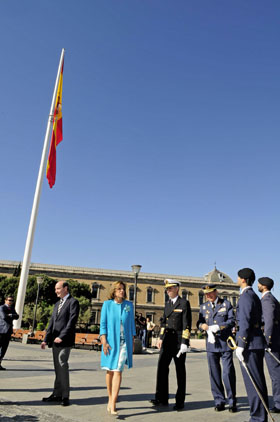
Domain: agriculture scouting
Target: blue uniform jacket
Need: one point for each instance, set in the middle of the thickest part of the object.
(110, 323)
(271, 320)
(222, 315)
(7, 315)
(249, 319)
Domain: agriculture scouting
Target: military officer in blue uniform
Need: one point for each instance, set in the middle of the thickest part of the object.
(251, 343)
(173, 344)
(216, 317)
(271, 320)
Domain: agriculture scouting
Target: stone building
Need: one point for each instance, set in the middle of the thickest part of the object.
(151, 294)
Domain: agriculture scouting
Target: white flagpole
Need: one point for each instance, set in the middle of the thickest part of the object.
(34, 212)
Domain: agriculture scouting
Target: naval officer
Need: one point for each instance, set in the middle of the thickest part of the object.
(251, 343)
(173, 344)
(216, 317)
(271, 320)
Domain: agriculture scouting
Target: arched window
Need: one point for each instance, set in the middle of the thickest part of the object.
(200, 298)
(131, 293)
(149, 295)
(185, 294)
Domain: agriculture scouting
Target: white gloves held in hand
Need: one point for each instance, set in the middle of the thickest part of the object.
(183, 349)
(214, 328)
(211, 337)
(239, 353)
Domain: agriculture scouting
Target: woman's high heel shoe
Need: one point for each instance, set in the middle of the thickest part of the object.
(114, 412)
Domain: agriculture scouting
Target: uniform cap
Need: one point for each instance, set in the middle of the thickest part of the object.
(168, 282)
(247, 274)
(208, 288)
(266, 281)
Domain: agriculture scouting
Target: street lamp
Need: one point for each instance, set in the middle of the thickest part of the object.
(136, 269)
(39, 280)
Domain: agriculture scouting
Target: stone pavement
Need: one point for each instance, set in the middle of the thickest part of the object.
(29, 377)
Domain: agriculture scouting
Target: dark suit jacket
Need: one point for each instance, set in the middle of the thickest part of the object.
(63, 325)
(177, 319)
(249, 320)
(222, 315)
(271, 319)
(6, 319)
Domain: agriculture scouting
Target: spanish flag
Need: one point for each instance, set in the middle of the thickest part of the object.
(56, 133)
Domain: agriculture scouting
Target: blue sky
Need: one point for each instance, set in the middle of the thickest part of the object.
(170, 155)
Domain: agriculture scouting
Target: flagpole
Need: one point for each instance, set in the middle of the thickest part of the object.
(34, 212)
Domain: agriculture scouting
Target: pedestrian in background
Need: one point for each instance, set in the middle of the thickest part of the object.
(7, 316)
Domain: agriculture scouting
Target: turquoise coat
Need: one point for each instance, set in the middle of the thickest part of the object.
(110, 323)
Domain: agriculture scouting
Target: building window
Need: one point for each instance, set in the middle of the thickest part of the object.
(149, 295)
(185, 294)
(95, 290)
(131, 293)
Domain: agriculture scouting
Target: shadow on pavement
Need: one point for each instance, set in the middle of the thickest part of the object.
(19, 418)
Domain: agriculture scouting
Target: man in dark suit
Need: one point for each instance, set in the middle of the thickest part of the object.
(216, 317)
(251, 343)
(271, 320)
(7, 315)
(60, 336)
(173, 344)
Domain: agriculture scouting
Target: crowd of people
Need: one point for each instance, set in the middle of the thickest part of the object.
(253, 331)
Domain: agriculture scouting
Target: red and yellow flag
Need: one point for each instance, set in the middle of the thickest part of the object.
(56, 133)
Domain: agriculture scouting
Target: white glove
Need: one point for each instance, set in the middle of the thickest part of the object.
(239, 353)
(214, 328)
(211, 337)
(183, 349)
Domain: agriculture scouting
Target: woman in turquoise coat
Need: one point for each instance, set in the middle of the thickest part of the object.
(117, 330)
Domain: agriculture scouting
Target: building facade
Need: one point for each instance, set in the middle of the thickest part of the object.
(151, 294)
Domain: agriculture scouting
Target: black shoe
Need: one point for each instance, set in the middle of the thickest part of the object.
(178, 407)
(51, 398)
(156, 402)
(65, 402)
(219, 408)
(274, 410)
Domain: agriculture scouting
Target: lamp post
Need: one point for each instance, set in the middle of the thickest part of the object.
(39, 280)
(136, 269)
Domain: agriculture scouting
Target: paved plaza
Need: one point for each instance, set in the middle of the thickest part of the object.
(29, 377)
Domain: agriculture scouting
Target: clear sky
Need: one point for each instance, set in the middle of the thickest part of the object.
(171, 116)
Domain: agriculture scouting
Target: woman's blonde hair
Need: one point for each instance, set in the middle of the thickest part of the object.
(114, 288)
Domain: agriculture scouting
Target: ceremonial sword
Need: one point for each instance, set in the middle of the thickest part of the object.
(271, 354)
(232, 345)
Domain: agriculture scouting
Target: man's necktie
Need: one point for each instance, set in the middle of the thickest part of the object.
(59, 306)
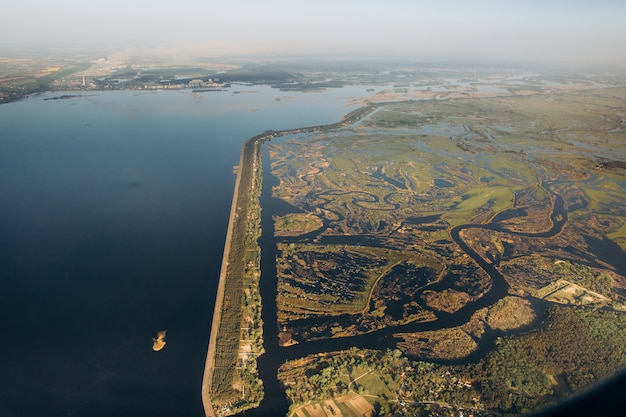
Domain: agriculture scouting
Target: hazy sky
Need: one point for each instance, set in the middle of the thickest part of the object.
(556, 31)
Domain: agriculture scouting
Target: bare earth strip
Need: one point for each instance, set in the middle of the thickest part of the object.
(217, 313)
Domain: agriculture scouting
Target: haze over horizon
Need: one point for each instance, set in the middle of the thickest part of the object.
(576, 32)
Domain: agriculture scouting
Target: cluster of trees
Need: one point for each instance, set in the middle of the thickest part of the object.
(579, 346)
(573, 349)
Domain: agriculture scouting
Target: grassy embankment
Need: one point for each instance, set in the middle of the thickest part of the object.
(231, 383)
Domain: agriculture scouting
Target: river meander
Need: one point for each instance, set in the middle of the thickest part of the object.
(113, 213)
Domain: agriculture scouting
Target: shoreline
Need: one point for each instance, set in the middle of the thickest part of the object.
(248, 175)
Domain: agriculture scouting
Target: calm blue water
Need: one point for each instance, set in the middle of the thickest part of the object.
(113, 214)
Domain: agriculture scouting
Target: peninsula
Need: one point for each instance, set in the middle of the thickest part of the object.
(230, 383)
(425, 242)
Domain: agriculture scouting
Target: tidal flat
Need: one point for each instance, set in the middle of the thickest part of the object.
(469, 230)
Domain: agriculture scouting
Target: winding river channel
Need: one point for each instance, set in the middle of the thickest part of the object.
(275, 402)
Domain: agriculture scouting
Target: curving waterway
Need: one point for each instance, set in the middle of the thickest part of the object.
(275, 402)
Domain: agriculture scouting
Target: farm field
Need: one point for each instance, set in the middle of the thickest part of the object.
(458, 230)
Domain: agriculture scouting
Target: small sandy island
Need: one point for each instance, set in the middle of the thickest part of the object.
(159, 341)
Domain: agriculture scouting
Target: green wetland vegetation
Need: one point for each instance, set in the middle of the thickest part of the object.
(485, 234)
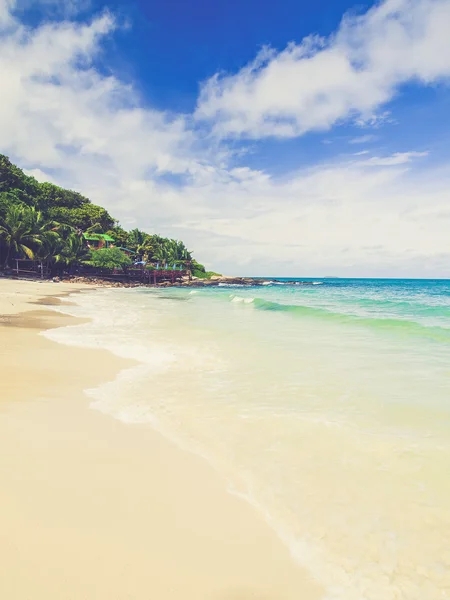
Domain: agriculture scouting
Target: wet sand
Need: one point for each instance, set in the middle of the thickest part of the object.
(93, 509)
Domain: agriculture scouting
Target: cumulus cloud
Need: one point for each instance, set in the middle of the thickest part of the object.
(322, 81)
(65, 120)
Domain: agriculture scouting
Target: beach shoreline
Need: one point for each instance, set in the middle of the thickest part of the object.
(95, 508)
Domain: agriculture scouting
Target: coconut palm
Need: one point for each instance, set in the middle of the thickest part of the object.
(69, 251)
(23, 231)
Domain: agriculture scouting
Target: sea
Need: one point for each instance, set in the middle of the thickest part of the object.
(326, 406)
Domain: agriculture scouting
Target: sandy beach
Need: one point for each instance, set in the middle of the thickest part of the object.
(95, 509)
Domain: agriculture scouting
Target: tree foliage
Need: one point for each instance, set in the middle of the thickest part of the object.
(45, 222)
(109, 258)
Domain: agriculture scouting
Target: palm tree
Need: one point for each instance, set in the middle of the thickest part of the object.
(23, 231)
(69, 251)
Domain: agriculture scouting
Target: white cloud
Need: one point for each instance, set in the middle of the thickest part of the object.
(363, 139)
(320, 82)
(399, 158)
(89, 131)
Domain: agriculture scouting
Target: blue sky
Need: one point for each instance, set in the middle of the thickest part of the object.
(289, 138)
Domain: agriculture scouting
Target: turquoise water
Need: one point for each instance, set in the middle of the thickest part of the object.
(326, 406)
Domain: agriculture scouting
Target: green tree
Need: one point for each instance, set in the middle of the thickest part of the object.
(69, 251)
(23, 231)
(109, 258)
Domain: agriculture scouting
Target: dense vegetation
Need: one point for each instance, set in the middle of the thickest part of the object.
(46, 223)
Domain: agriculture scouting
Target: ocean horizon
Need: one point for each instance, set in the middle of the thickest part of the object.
(325, 406)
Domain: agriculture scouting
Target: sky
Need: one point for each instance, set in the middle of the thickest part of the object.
(283, 138)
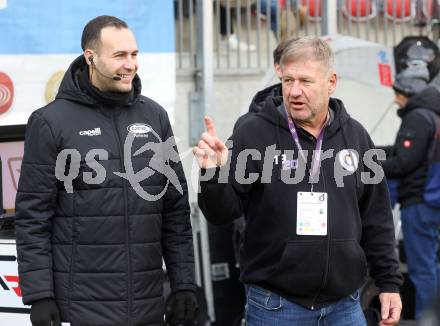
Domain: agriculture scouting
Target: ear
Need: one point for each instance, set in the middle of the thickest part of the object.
(333, 80)
(88, 53)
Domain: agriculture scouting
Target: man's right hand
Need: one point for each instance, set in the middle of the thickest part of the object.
(210, 152)
(45, 312)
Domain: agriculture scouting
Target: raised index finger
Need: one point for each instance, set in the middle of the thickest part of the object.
(210, 128)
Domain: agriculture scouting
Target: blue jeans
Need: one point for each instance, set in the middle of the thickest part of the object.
(420, 224)
(265, 308)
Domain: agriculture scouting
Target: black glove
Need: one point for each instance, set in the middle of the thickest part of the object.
(182, 308)
(44, 312)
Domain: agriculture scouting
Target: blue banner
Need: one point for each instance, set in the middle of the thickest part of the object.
(55, 27)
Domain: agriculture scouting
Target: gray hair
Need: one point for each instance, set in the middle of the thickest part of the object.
(309, 48)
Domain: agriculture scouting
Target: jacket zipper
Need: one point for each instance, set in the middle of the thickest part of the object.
(127, 228)
(326, 267)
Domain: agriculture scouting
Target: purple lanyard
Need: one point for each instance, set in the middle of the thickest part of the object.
(317, 153)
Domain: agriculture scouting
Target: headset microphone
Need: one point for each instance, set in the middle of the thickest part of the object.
(116, 77)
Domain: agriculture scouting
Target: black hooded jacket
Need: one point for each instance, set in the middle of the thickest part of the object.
(313, 271)
(98, 249)
(258, 102)
(407, 159)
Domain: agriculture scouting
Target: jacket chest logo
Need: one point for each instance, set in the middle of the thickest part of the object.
(92, 132)
(139, 129)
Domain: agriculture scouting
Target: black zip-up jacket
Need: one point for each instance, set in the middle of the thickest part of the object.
(258, 102)
(98, 250)
(407, 159)
(313, 271)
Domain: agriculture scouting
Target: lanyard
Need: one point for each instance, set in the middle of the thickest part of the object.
(314, 169)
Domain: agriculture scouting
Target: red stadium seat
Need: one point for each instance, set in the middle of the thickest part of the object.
(359, 10)
(400, 10)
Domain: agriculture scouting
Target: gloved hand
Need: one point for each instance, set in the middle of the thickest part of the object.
(44, 312)
(182, 308)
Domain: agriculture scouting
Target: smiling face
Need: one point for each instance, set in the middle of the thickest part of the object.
(116, 55)
(307, 87)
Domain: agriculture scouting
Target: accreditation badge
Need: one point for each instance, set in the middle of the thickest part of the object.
(311, 213)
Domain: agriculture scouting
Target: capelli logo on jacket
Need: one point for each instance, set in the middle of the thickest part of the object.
(139, 129)
(93, 132)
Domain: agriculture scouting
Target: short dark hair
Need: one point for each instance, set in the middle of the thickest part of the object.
(278, 52)
(91, 36)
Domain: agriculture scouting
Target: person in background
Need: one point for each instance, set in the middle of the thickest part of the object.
(408, 161)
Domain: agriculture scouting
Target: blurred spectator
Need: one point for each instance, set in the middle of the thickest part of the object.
(409, 160)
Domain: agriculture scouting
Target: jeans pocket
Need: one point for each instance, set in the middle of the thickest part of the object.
(264, 299)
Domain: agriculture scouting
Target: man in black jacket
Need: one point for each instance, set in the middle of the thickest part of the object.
(102, 197)
(408, 161)
(313, 222)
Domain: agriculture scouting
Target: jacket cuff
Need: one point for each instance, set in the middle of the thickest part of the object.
(389, 288)
(30, 299)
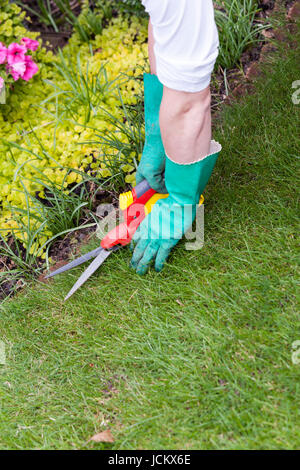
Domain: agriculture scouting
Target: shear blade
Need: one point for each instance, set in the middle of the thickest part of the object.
(76, 262)
(104, 254)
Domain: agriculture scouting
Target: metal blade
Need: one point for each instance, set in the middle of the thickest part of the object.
(89, 271)
(76, 262)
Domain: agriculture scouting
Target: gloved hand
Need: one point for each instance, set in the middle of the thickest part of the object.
(152, 164)
(170, 218)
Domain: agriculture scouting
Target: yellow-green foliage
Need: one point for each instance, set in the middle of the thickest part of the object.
(24, 120)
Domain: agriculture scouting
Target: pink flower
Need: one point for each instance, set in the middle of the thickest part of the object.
(31, 44)
(15, 53)
(3, 53)
(17, 70)
(30, 68)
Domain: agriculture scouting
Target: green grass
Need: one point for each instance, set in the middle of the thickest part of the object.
(197, 357)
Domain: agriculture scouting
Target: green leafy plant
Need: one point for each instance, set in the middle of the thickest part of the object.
(237, 29)
(81, 88)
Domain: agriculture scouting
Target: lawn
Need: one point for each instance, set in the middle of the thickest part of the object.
(199, 356)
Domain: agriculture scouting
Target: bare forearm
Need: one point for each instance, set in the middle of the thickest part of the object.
(185, 123)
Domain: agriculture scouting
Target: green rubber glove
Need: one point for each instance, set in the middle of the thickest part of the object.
(152, 164)
(170, 218)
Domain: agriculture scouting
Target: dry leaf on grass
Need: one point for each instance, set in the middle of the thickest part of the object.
(104, 436)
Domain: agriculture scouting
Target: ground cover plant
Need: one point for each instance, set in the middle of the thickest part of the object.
(79, 121)
(200, 356)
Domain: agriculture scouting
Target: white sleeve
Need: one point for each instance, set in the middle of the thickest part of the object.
(186, 42)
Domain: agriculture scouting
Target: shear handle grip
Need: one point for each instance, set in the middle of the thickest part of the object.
(141, 189)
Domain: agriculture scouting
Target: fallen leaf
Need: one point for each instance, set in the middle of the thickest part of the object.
(104, 436)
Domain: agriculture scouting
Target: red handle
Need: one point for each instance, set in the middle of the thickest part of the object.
(133, 216)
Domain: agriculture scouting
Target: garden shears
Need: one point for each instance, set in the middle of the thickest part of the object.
(135, 206)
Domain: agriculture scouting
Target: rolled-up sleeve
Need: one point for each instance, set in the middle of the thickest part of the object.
(186, 42)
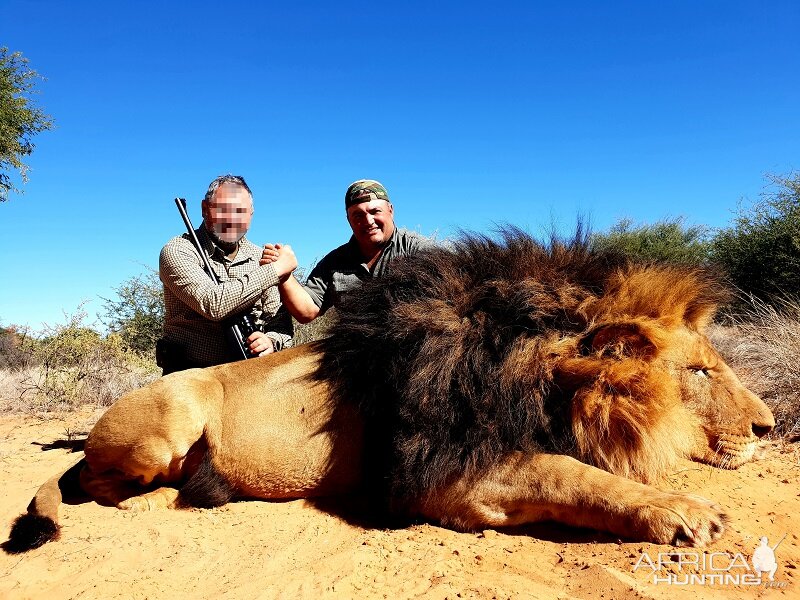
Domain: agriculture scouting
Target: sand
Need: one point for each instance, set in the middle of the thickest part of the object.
(294, 549)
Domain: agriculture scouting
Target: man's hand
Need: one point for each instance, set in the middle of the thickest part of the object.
(260, 344)
(281, 256)
(270, 254)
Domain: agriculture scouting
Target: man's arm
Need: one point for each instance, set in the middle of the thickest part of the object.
(297, 300)
(294, 296)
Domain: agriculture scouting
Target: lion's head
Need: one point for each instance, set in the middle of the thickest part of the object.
(462, 355)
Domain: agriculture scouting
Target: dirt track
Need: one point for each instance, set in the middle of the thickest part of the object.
(295, 550)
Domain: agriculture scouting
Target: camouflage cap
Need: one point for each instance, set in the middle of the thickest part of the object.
(364, 190)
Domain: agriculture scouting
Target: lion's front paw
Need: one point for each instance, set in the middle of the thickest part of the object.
(161, 498)
(681, 520)
(136, 503)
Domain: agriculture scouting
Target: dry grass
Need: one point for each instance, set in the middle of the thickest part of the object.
(763, 347)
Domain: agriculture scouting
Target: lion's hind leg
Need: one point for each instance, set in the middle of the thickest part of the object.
(546, 487)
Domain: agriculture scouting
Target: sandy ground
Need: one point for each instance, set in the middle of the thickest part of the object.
(296, 550)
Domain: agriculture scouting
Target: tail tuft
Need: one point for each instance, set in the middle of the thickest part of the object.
(30, 531)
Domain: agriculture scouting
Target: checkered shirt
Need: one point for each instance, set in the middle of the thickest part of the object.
(195, 307)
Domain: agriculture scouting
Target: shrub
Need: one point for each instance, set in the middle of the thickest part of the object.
(137, 314)
(761, 252)
(67, 365)
(762, 344)
(668, 240)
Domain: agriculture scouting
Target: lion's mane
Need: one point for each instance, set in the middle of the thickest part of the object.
(463, 354)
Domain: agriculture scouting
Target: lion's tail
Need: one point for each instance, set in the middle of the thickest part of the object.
(40, 524)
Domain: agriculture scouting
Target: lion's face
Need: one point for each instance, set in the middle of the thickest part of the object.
(730, 418)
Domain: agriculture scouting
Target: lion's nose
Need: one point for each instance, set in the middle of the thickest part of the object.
(763, 423)
(761, 430)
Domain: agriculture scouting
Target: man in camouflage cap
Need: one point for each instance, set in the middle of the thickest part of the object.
(374, 243)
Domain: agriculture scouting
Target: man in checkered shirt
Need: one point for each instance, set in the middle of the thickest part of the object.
(197, 308)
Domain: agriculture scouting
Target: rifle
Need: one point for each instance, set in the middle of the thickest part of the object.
(237, 329)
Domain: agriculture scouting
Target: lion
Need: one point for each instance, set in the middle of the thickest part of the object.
(488, 384)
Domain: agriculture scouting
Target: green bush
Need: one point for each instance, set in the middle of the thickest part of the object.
(667, 240)
(137, 314)
(67, 365)
(761, 252)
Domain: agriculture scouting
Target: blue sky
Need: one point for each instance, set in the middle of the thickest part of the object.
(471, 114)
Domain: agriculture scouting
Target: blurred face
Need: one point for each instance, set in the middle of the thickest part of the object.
(229, 213)
(372, 222)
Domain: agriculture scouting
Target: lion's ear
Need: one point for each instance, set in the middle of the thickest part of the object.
(621, 340)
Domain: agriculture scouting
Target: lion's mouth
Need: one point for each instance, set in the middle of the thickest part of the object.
(730, 451)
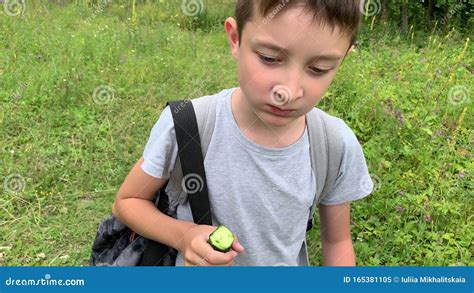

**WORK TO COMPLETE**
Find every line in the material above that contains the string "pavement", and copy each one. Matching is case-sensitive.

**CORRECT OUTPUT**
Target: stone pavement
Target: shadow on pavement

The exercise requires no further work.